* **Data shown**
======

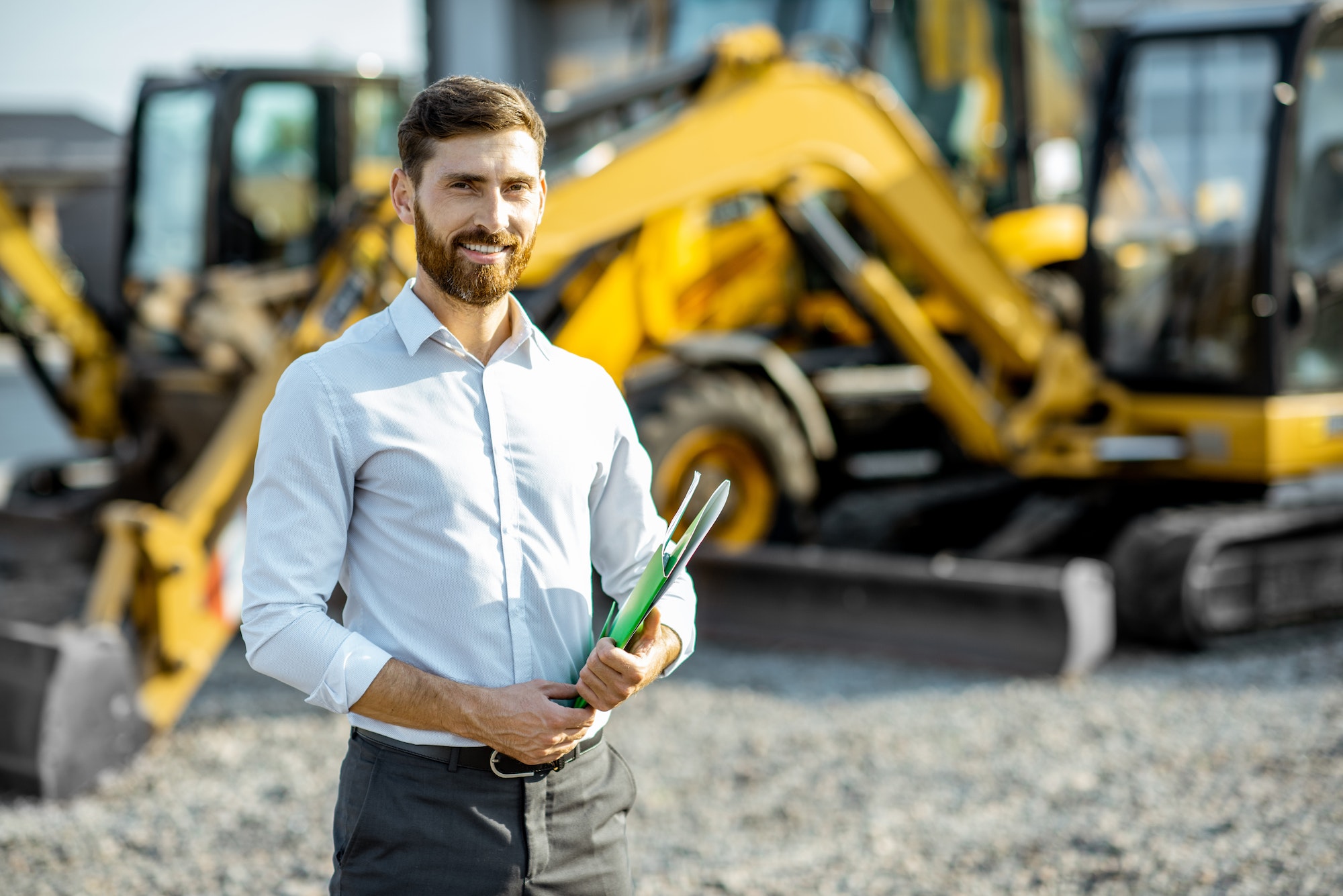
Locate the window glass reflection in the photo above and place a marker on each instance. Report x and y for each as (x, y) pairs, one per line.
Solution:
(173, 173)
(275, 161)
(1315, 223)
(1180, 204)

======

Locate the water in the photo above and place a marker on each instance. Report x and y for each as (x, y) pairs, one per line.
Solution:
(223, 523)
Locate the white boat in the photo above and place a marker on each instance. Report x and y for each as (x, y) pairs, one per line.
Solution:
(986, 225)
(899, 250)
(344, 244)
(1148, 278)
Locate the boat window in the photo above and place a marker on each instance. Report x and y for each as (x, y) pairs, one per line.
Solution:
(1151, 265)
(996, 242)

======

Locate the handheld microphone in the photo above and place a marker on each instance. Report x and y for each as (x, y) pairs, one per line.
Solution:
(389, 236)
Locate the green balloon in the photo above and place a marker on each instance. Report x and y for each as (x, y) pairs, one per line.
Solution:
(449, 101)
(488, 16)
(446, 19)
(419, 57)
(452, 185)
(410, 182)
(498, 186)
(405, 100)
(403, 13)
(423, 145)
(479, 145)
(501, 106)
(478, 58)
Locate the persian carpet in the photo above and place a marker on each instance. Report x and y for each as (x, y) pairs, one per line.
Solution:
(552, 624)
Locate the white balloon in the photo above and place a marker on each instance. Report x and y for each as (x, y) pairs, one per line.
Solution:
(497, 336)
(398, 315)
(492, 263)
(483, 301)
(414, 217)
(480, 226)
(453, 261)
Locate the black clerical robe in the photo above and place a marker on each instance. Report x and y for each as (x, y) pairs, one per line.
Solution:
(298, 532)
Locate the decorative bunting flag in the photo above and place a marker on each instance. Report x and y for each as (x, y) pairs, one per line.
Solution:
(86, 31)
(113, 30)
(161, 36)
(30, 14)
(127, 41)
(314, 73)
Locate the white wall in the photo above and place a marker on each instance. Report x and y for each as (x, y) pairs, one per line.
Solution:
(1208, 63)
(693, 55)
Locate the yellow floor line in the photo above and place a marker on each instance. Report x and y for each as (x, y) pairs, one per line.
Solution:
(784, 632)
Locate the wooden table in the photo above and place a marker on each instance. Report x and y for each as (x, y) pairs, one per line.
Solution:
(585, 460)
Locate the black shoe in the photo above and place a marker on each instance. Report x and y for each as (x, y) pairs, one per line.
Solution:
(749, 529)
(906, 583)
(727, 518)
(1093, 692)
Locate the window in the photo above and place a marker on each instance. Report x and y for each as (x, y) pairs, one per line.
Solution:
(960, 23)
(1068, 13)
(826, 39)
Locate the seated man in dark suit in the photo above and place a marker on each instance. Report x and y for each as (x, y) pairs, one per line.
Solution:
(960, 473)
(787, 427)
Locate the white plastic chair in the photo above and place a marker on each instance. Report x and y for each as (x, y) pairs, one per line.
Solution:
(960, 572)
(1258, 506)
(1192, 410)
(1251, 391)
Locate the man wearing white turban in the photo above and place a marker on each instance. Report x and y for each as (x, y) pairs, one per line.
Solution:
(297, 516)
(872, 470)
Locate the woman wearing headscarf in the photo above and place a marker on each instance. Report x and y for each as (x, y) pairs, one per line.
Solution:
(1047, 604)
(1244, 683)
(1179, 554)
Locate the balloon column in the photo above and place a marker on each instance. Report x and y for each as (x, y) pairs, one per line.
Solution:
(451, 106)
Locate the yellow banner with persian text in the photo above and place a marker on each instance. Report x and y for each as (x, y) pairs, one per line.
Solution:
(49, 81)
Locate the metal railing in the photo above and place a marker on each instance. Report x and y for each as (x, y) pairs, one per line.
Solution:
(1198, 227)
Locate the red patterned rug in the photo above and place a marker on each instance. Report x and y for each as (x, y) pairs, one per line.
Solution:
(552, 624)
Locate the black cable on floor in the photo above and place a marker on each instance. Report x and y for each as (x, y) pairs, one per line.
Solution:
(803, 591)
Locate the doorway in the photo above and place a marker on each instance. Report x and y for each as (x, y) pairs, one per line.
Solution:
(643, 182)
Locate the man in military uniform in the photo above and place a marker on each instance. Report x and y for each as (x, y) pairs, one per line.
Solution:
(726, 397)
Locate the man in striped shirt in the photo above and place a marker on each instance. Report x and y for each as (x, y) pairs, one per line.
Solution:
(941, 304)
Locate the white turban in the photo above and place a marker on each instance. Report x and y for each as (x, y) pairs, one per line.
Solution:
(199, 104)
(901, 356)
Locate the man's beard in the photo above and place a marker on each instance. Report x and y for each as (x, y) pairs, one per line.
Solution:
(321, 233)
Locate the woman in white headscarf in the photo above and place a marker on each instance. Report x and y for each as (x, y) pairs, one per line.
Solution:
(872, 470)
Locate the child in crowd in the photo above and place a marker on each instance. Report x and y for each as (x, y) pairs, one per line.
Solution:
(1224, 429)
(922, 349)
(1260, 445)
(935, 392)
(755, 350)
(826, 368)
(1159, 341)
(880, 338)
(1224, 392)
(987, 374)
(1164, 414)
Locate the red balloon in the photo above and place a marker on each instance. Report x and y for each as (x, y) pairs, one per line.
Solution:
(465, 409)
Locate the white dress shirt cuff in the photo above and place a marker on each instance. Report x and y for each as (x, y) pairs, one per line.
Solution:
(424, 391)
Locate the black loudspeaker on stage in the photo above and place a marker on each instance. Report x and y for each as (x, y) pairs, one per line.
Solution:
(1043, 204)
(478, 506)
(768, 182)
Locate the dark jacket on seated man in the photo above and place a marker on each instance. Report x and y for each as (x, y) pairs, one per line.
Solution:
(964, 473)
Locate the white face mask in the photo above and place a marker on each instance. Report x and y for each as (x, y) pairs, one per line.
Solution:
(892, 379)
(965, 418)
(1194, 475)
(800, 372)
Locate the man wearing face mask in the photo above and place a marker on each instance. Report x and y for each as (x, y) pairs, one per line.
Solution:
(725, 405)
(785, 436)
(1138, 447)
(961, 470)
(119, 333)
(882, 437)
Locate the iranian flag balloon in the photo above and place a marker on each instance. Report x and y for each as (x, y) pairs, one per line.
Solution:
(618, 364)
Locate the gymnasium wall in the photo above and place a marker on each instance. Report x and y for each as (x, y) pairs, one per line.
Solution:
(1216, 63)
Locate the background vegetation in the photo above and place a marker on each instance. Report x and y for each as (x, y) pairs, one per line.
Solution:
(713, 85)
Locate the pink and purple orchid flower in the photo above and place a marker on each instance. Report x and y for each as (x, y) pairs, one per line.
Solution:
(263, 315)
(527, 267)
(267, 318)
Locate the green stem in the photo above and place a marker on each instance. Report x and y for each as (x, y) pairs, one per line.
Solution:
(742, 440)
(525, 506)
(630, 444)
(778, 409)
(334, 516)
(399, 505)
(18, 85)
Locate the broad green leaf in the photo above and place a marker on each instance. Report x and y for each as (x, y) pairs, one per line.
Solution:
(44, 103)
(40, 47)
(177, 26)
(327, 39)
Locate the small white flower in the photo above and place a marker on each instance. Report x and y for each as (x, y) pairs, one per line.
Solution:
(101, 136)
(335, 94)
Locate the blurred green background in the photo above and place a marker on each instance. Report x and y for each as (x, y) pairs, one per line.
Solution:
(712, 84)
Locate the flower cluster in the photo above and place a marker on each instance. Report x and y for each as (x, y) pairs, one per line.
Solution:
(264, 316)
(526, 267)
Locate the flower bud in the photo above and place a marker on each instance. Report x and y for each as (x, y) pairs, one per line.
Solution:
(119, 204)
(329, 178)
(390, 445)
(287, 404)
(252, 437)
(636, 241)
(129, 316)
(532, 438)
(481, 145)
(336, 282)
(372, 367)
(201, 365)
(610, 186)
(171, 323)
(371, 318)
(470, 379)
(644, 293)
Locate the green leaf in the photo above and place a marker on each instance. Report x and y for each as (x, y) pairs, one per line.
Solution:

======

* **Required task**
Quote each line of the material above that contains the word "turban".

* **Exercise output**
Locate the man wearing white turban in the photo above and place a marker on each instance. Report x and y for each as (x, y) pairs, one per line.
Locate the white turban in the photo above and place a marker on each instance. Report x and y for each as (x, y) pairs, one per line.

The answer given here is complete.